# Requirement:
From the records below, set down exactly the lines starting with the line that contains "TARGET = statue shoulder" and going on through the line that contains "TARGET = ceiling molding". Nothing else is wanted.

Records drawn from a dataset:
· · ·
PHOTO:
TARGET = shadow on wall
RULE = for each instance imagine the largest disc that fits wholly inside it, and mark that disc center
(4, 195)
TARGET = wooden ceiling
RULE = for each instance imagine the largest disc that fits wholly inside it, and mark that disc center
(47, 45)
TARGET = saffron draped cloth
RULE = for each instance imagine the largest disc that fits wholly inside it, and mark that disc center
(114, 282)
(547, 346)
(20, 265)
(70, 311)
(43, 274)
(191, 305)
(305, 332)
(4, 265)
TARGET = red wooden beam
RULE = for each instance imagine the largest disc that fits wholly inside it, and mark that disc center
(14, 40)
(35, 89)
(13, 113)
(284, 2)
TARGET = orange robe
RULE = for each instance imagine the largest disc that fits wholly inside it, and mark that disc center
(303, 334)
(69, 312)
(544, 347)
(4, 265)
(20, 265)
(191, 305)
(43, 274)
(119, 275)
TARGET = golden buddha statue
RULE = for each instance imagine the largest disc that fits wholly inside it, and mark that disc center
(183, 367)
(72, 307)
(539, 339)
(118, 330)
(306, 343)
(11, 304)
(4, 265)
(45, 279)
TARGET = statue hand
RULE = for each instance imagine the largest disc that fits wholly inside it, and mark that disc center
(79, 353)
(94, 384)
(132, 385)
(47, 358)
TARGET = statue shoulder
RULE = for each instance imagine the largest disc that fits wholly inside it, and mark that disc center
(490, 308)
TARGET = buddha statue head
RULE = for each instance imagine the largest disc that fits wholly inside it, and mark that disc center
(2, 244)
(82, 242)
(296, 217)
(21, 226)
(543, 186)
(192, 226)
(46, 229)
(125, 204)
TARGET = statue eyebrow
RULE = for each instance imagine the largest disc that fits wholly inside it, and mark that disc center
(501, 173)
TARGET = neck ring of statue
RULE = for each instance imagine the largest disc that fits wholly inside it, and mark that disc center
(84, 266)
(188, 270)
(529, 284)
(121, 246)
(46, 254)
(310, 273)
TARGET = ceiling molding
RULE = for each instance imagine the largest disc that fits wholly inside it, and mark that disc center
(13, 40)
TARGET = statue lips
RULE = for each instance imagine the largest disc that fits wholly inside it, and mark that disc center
· · ·
# Task result:
TARGET = statue shoulder
RULE = for each instance imagine the largest disc that fits wholly inside it, and mark that disc center
(490, 308)
TARGET = buddha statue head
RULE = for each instance imagine the largest disc that fits wholly inside it, and mark that disc center
(2, 244)
(82, 242)
(296, 217)
(21, 226)
(543, 186)
(192, 226)
(46, 229)
(125, 204)
TARGET = statue eyebrow
RULE = for each instance imagine the largest disc that fits wholly inside it, and mark that disc center
(501, 173)
TARGET = neck ring of statue
RULE = for each instance imagine the largest disc that fits wholly inside it, and mark that disc center
(84, 266)
(188, 270)
(529, 284)
(121, 246)
(46, 254)
(310, 273)
TARGET = ceiling molding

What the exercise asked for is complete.